WHAT IS NEEDED:
Go through the material and pull out every line with the string "white" in it.

DATA FOR THIS TASK:
::::::

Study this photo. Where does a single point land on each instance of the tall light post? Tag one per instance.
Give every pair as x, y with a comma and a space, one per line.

::::::

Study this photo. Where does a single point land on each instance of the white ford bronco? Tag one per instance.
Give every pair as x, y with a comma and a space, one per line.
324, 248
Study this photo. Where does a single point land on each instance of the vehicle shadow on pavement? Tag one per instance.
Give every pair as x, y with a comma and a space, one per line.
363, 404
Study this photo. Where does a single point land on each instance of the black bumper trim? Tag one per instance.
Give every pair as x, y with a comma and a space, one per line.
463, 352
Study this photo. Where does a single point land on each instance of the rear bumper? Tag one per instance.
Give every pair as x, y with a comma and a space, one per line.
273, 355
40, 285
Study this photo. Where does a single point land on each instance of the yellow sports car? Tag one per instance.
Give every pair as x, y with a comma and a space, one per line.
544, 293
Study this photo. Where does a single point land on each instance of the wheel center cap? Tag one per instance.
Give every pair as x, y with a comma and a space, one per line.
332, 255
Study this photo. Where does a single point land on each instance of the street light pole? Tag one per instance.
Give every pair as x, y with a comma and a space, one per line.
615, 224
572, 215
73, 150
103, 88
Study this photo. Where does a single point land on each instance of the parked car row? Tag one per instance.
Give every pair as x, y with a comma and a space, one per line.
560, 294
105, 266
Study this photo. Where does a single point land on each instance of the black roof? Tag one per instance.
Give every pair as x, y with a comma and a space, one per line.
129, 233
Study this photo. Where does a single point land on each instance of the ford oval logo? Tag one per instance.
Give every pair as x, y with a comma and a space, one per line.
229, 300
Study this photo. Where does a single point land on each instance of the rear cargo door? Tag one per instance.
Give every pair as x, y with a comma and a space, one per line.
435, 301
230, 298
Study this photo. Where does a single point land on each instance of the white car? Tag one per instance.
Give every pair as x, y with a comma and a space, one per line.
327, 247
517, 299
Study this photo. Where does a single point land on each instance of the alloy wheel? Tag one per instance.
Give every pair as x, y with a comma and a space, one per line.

::::::

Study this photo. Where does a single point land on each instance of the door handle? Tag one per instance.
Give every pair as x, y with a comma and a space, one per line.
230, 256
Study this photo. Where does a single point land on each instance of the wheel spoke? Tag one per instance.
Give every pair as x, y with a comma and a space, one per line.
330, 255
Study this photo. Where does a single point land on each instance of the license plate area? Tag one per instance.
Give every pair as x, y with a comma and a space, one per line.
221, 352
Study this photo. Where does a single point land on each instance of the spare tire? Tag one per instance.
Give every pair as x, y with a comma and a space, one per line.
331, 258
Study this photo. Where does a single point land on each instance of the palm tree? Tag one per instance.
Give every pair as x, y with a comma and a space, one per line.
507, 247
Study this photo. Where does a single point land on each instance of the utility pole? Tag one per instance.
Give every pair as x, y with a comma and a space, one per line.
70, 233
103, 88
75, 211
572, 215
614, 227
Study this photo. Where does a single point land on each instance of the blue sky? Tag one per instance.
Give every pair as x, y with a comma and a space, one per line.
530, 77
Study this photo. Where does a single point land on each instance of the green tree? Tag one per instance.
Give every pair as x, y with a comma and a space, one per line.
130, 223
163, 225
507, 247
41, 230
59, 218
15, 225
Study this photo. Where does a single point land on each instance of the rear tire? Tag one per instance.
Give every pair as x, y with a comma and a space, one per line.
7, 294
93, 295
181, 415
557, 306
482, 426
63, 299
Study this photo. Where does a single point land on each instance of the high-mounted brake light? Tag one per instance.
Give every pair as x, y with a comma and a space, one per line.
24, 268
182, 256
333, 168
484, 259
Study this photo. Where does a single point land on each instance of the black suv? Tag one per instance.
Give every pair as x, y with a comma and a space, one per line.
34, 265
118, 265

::::::

SOLUTION FOR THIS PROBLEM:
Study this photo. Where does a single point land on each instance of the white ford bronco? Tag one per instance.
Study this photo. Where does a single point land on each instance of the white car? Tag one per instance.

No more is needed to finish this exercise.